_DIRECTION_: Could you quote, word for word and nothing else, the lines of the data below, from the line containing "Q: What is the bounding box of the metal" up to and including the line containing "0 0 468 264"?

--------------------------------------------------

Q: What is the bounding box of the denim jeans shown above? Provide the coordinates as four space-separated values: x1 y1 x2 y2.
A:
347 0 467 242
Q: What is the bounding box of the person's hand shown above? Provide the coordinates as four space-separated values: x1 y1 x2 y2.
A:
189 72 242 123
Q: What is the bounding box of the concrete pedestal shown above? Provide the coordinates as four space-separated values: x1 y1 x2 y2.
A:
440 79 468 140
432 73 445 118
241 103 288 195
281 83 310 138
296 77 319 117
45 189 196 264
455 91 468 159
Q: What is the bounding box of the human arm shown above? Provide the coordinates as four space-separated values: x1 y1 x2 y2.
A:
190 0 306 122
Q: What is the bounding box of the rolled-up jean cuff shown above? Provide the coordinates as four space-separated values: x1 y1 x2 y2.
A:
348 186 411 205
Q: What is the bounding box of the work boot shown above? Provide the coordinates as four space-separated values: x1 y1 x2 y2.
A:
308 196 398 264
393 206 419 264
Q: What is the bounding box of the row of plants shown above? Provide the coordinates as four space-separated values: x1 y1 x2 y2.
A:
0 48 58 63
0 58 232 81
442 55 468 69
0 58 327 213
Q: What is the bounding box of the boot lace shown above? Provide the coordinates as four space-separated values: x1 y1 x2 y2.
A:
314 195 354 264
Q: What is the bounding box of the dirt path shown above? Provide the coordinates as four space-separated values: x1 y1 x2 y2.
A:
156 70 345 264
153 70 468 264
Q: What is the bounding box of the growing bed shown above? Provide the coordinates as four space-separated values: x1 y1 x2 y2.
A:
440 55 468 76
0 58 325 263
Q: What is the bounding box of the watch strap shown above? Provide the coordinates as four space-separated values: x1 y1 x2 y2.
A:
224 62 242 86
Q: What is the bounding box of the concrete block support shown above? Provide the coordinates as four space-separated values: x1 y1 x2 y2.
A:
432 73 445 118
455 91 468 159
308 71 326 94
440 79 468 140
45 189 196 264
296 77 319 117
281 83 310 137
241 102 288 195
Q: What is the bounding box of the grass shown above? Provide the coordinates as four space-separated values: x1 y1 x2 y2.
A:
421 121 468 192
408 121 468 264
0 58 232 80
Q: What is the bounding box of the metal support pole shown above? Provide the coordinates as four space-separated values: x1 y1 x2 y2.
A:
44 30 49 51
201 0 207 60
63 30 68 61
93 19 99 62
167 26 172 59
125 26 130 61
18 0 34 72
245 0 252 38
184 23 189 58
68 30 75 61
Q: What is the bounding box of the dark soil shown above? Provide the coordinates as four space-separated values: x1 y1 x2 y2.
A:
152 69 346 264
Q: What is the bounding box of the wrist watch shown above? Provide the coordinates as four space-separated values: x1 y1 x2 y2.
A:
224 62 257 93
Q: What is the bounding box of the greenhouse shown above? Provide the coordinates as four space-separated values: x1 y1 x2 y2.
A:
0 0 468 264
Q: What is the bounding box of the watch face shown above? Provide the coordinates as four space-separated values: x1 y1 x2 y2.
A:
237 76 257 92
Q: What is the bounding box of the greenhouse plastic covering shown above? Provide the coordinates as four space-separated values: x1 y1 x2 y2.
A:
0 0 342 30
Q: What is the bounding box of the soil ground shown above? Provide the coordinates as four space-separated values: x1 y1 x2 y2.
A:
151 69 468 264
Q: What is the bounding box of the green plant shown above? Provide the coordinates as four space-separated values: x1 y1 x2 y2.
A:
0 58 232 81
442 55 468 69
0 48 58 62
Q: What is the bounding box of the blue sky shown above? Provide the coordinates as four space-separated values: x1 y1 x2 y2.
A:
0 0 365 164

--------------------------------------------------

_TASK OUTPUT_:
Q: What is the bounding box of the metal support pole shown above? Provide the coordinates as four space-separated values: x1 y1 x2 y2.
A:
44 30 49 51
201 0 207 60
63 30 68 61
93 19 99 62
167 26 172 59
125 26 130 61
18 0 34 72
245 0 252 38
184 23 189 58
68 30 75 61
Q: What is the bounding box of the dark soil shown above? Provide the coordinates as four space-separated values: x1 y1 x2 y2.
A:
152 69 346 264
Q: What is the bounding box of the wrist watch shown above? Provide the coordinates as four space-separated values: x1 y1 x2 y2.
A:
224 62 257 93
Q: What is the bounding box of the greenhouse shown above? Provide the coordinates as four space-separated values: x1 y1 x2 y2.
A:
0 0 468 264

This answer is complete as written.